Raw data:
=-=-=-=-=
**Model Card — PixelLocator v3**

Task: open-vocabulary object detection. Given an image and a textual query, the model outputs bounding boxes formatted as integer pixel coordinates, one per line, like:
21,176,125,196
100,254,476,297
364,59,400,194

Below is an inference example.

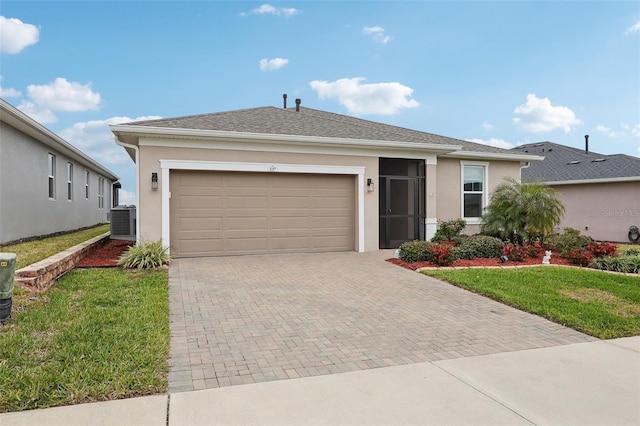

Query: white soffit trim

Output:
160,159,365,252
542,176,640,186
160,160,365,176
109,125,462,153
441,151,544,161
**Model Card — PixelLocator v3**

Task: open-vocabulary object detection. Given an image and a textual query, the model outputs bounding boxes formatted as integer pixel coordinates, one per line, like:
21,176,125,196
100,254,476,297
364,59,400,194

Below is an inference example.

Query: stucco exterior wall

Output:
552,182,640,242
0,122,112,244
138,143,379,251
427,157,520,235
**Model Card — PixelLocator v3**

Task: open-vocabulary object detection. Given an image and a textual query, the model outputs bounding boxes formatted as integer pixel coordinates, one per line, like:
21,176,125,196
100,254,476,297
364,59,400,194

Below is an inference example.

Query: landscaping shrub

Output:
564,247,593,266
502,244,529,262
400,240,431,262
546,227,593,258
430,244,455,266
118,241,171,269
524,242,544,258
431,218,467,243
587,241,618,257
457,235,504,259
589,255,640,274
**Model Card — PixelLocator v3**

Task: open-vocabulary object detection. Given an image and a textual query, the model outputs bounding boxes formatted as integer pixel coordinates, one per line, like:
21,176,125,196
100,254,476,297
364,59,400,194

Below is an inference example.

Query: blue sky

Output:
0,0,640,204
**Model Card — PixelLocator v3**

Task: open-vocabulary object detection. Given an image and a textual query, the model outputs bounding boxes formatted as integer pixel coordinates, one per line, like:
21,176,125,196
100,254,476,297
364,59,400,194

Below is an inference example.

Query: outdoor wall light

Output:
367,178,375,192
151,172,158,189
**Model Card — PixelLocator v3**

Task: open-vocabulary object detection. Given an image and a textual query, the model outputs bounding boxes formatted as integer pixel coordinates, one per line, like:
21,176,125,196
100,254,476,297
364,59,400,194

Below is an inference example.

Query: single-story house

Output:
513,140,640,242
111,99,541,257
0,99,119,244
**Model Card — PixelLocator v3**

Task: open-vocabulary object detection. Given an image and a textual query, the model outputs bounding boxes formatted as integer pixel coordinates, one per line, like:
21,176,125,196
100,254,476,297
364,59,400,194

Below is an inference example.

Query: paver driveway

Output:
169,251,595,392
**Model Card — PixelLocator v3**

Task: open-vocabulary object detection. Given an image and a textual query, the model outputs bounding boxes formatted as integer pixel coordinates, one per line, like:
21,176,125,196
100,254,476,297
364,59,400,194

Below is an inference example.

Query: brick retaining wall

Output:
15,232,109,291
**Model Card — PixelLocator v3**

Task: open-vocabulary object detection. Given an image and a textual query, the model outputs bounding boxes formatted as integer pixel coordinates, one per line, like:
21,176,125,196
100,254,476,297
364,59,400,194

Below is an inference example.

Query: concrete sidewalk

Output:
0,337,640,426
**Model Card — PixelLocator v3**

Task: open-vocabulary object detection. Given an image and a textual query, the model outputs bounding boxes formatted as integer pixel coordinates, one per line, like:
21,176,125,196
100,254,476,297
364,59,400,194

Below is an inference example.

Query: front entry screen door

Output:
379,177,424,248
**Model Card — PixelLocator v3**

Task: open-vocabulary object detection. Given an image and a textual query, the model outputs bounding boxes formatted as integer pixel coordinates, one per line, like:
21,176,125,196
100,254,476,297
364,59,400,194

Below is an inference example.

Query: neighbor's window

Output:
67,163,73,201
84,170,91,200
49,154,56,199
462,163,488,218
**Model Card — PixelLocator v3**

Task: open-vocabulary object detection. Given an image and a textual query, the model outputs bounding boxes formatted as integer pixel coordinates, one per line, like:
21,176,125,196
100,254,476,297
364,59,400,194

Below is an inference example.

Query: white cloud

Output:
18,101,58,124
58,116,161,166
362,26,391,44
18,77,102,123
624,21,640,35
241,3,300,18
0,75,22,98
260,58,289,71
310,77,420,115
466,138,515,149
118,188,136,206
27,77,101,111
0,16,40,53
513,94,582,133
595,123,640,138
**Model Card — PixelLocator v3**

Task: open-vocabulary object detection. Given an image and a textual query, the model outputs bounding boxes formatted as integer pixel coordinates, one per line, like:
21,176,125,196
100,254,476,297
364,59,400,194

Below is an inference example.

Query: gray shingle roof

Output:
512,142,640,182
124,106,514,154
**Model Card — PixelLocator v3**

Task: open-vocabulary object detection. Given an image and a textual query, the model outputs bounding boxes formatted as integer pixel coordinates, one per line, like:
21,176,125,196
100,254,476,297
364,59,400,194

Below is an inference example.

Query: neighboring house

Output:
0,99,119,244
111,100,541,257
513,137,640,242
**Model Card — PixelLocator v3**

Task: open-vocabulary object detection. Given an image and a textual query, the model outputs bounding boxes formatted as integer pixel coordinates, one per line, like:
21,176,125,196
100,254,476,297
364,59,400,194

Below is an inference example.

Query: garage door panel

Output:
170,171,355,257
180,217,222,232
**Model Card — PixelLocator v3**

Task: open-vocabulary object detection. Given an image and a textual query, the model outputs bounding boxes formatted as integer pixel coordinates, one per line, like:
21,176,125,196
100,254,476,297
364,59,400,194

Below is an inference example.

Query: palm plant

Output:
482,178,564,244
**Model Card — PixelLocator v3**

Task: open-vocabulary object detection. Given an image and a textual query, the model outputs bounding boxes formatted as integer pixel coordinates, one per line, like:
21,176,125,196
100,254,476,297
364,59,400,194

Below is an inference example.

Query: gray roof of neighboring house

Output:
512,142,640,182
123,106,514,154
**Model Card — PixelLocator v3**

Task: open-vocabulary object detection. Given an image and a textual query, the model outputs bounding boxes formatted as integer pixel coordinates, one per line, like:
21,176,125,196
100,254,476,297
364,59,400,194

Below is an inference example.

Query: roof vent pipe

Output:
584,135,589,154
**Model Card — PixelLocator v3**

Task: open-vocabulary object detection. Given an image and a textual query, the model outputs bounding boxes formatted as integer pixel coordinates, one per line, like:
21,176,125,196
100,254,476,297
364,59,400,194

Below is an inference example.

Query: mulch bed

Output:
387,253,576,271
77,239,135,268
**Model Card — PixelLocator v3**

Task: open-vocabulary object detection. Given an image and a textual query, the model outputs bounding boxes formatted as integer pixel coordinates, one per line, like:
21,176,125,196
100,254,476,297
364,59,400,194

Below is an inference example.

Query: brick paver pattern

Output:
169,250,596,392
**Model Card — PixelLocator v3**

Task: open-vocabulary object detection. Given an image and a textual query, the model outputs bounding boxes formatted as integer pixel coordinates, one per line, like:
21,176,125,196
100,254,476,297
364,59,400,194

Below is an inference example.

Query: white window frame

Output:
47,153,56,200
84,170,91,200
460,160,490,225
98,176,104,209
67,162,73,201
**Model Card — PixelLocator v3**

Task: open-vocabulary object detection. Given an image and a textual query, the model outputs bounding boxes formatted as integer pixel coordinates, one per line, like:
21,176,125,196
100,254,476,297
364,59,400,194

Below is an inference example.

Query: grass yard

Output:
422,266,640,339
0,223,109,269
0,270,170,412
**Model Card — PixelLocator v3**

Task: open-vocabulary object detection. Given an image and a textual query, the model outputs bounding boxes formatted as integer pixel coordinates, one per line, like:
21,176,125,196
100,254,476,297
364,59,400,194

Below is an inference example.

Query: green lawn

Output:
0,268,170,412
0,224,109,269
422,266,640,339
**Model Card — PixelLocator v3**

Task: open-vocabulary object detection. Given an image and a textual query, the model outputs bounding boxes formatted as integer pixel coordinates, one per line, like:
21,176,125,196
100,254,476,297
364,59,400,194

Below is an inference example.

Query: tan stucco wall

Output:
436,157,520,235
553,182,640,242
139,146,378,251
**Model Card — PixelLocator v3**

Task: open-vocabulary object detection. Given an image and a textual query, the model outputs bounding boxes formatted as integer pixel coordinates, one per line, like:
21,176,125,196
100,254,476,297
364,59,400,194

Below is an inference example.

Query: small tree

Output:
482,178,564,244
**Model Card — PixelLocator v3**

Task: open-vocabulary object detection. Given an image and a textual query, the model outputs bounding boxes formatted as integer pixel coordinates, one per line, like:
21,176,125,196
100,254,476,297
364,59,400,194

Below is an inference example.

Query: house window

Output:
67,163,73,201
462,162,488,218
98,176,104,209
49,154,56,200
84,170,91,200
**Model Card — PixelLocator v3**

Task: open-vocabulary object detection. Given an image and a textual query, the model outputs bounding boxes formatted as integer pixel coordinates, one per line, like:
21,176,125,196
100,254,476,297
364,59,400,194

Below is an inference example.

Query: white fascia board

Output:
109,125,462,153
542,176,640,186
0,99,120,182
138,137,448,159
442,151,544,161
160,159,365,176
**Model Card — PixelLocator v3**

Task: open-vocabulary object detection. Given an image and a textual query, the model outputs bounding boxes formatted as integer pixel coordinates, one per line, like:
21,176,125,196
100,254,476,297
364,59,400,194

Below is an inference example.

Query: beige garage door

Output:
170,170,355,257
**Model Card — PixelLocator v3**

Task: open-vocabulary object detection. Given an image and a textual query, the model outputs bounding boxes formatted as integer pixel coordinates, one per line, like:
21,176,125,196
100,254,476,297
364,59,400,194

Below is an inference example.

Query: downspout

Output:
116,136,140,245
520,161,531,182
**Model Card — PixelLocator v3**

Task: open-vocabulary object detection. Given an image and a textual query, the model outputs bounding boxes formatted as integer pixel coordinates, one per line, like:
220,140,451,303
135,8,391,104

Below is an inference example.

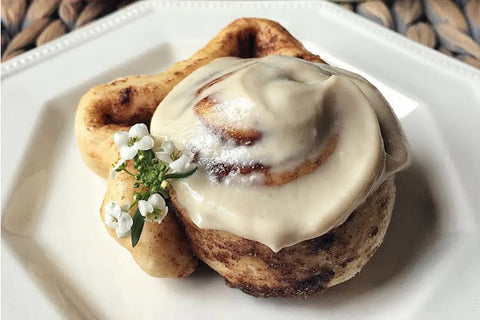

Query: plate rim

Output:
0,0,480,81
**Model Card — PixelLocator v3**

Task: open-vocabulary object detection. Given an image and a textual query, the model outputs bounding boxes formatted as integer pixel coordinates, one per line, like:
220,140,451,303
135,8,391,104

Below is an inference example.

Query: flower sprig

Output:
105,123,197,247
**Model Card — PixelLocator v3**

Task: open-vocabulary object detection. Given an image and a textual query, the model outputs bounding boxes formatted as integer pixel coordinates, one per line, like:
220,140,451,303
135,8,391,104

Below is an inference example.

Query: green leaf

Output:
163,168,197,180
131,208,145,247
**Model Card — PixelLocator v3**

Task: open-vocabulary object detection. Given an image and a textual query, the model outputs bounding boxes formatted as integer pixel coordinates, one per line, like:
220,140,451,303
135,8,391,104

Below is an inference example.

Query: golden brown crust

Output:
171,177,395,297
75,18,395,297
75,18,323,178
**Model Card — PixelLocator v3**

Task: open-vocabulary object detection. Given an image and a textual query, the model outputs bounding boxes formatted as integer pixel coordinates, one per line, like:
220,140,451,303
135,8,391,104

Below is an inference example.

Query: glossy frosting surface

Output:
151,56,409,251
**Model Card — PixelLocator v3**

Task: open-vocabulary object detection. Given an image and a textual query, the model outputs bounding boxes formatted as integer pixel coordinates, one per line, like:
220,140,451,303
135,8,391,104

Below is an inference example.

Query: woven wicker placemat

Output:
1,0,480,68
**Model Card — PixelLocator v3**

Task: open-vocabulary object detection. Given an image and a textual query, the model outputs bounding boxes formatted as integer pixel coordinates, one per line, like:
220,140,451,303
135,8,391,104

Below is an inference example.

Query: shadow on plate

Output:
2,44,173,319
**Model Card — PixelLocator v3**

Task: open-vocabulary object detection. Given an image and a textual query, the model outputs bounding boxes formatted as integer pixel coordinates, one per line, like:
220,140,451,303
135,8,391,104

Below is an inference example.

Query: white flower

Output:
138,193,168,223
169,151,195,173
155,140,177,163
105,201,133,238
110,123,154,178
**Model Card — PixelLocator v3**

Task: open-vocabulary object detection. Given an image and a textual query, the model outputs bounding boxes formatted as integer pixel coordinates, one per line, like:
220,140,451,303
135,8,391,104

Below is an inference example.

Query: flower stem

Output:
123,168,135,177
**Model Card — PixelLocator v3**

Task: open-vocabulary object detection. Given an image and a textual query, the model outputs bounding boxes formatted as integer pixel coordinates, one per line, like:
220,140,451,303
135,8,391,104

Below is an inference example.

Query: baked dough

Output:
75,18,395,297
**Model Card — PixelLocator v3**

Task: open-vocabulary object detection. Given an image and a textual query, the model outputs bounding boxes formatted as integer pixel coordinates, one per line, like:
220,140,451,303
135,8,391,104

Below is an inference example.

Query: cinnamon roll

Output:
151,55,409,297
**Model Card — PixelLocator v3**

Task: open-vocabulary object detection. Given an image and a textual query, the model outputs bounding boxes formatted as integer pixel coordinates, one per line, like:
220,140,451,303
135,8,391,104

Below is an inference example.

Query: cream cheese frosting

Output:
151,55,409,252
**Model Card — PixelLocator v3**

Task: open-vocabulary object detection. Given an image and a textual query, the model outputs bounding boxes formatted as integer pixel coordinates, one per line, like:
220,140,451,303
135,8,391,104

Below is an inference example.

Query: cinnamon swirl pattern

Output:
151,56,409,252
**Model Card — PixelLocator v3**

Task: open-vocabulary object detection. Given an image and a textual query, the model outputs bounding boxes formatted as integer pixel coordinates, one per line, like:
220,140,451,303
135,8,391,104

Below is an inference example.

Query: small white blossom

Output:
110,123,154,178
169,151,195,173
138,193,168,223
105,201,133,238
155,140,177,163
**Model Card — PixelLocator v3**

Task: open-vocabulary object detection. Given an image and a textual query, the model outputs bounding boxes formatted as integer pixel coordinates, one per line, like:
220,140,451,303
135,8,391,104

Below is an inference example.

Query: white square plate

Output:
=-=-=-=-=
Pick out every line above that contains the string "gray", matching case exactly.

Answer to this task:
Query: gray shingle roof
Query: gray roof of neighboring house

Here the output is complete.